## Entries shown
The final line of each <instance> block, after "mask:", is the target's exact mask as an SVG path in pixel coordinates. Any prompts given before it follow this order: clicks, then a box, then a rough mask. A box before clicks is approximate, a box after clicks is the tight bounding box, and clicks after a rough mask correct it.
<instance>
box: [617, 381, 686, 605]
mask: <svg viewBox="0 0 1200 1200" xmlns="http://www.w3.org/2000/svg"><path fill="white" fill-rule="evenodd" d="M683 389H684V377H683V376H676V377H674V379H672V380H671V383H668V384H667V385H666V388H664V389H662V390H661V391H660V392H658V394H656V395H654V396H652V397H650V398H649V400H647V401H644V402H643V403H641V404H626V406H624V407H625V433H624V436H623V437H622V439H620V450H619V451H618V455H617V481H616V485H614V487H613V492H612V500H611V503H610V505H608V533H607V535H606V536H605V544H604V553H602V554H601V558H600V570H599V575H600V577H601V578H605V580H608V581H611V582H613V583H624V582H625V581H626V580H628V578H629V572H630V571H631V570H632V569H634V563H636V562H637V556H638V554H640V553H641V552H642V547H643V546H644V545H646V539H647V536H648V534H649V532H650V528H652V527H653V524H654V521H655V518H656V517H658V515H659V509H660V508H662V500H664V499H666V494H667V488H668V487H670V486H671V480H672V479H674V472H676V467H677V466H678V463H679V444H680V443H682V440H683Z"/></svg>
...
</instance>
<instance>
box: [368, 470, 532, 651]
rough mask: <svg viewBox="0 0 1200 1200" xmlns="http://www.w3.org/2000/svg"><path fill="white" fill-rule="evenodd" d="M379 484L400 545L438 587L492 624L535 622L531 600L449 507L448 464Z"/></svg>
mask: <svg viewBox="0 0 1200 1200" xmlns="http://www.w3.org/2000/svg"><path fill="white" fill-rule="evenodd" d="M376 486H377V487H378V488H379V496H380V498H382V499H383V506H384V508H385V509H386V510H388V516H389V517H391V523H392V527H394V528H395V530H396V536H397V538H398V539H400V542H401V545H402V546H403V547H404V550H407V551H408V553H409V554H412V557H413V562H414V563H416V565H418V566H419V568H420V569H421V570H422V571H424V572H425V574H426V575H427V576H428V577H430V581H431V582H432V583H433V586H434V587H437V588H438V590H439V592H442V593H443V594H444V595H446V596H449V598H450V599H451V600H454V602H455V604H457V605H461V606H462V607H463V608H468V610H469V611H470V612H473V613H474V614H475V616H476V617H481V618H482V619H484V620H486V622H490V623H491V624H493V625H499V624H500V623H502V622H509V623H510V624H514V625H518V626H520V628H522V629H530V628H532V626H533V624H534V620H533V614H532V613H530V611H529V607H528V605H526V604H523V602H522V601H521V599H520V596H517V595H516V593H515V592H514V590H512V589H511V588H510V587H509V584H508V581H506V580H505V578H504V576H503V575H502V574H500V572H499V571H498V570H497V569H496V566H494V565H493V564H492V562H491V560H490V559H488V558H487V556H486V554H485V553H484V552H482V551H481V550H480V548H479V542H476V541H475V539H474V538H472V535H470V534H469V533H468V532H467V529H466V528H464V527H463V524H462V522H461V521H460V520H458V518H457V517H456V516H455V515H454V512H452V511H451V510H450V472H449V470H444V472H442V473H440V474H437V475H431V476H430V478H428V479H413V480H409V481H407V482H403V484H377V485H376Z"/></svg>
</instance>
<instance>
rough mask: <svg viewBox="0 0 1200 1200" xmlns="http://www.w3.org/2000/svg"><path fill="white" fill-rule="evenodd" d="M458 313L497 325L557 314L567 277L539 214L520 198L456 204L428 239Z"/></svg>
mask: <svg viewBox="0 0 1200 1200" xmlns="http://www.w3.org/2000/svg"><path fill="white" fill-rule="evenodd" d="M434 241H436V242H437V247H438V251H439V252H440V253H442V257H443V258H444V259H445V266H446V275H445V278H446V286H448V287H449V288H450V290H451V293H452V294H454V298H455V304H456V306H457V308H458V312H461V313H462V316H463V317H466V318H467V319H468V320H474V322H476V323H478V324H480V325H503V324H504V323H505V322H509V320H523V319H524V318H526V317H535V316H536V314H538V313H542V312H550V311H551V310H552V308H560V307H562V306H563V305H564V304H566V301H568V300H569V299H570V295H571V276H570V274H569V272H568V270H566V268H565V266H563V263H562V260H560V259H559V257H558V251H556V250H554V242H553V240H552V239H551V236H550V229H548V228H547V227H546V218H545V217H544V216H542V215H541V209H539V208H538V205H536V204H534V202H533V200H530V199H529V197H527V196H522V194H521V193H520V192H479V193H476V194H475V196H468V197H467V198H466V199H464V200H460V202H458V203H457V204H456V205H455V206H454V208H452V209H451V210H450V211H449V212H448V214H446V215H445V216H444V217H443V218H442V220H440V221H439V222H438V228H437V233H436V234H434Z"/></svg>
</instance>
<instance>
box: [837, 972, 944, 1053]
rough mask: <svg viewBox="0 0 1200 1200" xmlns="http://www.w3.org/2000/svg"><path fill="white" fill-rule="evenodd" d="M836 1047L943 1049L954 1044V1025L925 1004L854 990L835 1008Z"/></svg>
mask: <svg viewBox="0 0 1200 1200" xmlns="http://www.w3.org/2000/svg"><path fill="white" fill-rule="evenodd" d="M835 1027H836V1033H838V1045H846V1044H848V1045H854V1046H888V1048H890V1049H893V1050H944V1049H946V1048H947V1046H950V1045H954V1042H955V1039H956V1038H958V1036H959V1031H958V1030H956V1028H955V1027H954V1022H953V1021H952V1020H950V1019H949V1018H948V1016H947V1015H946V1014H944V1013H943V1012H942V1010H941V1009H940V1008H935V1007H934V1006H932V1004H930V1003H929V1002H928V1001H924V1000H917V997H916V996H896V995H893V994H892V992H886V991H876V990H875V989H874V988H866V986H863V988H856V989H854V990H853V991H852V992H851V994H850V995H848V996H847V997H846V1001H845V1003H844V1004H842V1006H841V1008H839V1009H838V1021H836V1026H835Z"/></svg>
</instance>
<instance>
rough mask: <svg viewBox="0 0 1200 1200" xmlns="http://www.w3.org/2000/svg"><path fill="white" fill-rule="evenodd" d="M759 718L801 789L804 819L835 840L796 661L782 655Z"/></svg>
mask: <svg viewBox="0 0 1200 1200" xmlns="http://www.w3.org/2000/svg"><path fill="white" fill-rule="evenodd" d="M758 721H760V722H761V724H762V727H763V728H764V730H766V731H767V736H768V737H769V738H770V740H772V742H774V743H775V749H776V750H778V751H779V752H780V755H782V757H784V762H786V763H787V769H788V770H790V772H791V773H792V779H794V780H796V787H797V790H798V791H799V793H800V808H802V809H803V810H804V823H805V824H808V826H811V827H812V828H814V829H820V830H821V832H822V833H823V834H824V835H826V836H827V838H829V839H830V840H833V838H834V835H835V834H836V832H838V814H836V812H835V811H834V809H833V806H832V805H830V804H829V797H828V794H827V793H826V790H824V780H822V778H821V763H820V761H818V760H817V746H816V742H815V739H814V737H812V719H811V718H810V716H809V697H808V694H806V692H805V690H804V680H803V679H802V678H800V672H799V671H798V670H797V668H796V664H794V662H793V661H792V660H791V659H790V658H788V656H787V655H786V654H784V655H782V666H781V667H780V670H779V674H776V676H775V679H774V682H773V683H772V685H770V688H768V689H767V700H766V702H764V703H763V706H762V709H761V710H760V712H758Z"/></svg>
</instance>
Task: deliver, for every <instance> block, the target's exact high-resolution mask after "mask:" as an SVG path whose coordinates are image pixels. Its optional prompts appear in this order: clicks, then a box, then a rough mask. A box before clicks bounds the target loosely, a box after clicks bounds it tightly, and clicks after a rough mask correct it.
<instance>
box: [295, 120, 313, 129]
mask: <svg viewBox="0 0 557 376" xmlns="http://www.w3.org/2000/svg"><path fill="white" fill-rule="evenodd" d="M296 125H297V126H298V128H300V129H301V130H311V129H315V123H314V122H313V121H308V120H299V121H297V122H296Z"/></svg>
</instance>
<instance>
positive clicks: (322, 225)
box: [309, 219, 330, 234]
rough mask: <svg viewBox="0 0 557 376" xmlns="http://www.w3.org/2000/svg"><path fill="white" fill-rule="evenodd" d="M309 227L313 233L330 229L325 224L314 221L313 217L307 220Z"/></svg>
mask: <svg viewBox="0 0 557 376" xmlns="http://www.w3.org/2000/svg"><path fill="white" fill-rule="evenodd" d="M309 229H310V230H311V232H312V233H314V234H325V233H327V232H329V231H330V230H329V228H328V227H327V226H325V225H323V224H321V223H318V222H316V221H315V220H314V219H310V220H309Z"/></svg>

## Directions for this task
Count the lines in the items that contain the string "block". Give only the number.

## Solution to the exercise
2